**EXERCISE:** Reproduce the part of the book description below that begins with "1934 book by" and stops after "a traditionalist society.". Keep every word and mark unchanged.

**TEXT TO READ:**
┏━━
Revolt Against the Modern World
- First edition English hardcover, published by Inner Traditions in 1995
- Author: Julius Evola
- Original title: Rivolta contro il mondo moderno
- Language: Italian
- Subject: Traditionalism, Western esotericism
- Genre: Philosophy
- Publisher: Inner Traditions
- Publication date: 1934
- Publication place: Italy
- Published in English: 1995
- Media type: Print
- Pages: 375 (Inner Traditions)
- ISBN: 0-89281506-X
- OCLC: 5930915

= Revolt Against the Modern World =

1934 book by Julius Evola

Revolt Against the Modern World (Rivolta contro il mondo moderno) is a book by Julius Evola, first published in Italy in 1934. Described as Evola's most influential work, it is an elucidation of his Traditionalist world view. The first part of the book deals with the concepts of the Traditional world; its knowledge of the bridge between the earthly and the transcendent worlds. The second part deals with the modern world, contrasting its characteristics with those of traditional societies: from politics and institutions to views on life and death. Evola denounces the regressive aspects of modern civilisation, and instead argues for a traditionalist society.
┗━━
**ENTRIES PROVIDED:**
┏━━
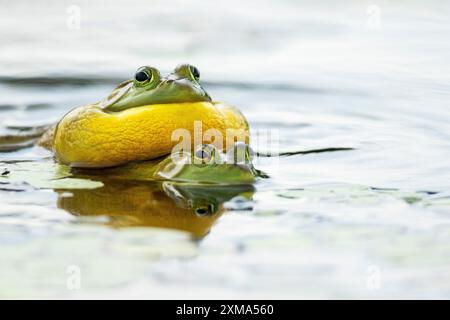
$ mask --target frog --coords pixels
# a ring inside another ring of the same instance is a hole
[[[228,150],[212,144],[197,146],[193,152],[180,151],[157,159],[90,170],[72,168],[76,176],[98,180],[169,181],[186,185],[251,185],[267,174],[253,165],[254,151],[244,142]]]
[[[242,142],[227,152],[204,144],[192,153],[115,168],[73,169],[103,186],[59,189],[57,206],[76,216],[106,216],[114,228],[169,228],[203,238],[224,213],[225,202],[239,198],[251,204],[256,179],[264,176],[254,168],[253,156]]]
[[[209,142],[218,148],[229,141],[249,143],[247,119],[236,107],[211,98],[197,67],[180,64],[162,75],[143,66],[106,98],[69,111],[38,145],[51,150],[59,163],[102,169],[171,154],[182,139],[195,148],[199,143],[192,136],[199,128],[200,140],[213,130]],[[174,135],[179,130],[188,136]]]

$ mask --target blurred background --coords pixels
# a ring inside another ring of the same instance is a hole
[[[2,134],[54,123],[141,65],[189,62],[281,151],[354,148],[257,159],[270,179],[200,241],[5,187],[0,297],[448,298],[449,16],[438,0],[0,0]]]

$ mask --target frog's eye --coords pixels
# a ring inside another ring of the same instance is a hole
[[[197,69],[197,67],[189,66],[189,71],[191,72],[192,76],[196,81],[200,80],[200,71]]]
[[[201,145],[194,152],[194,163],[208,164],[214,159],[215,148],[210,144]]]
[[[134,74],[134,81],[137,85],[144,85],[153,80],[155,77],[155,72],[152,68],[149,67],[141,67],[137,69]]]
[[[204,206],[200,206],[198,208],[195,208],[195,213],[197,214],[197,216],[199,217],[204,217],[208,214],[213,213],[213,206],[211,204],[209,205],[204,205]]]

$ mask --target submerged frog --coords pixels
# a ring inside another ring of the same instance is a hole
┗━━
**EXPECTED OUTPUT:**
1934 book by Julius Evola

Revolt Against the Modern World (Rivolta contro il mondo moderno) is a book by Julius Evola, first published in Italy in 1934. Described as Evola's most influential work, it is an elucidation of his Traditionalist world view. The first part of the book deals with the concepts of the Traditional world; its knowledge of the bridge between the earthly and the transcendent worlds. The second part deals with the modern world, contrasting its characteristics with those of traditional societies: from politics and institutions to views on life and death. Evola denounces the regressive aspects of modern civilisation, and instead argues for a traditionalist society.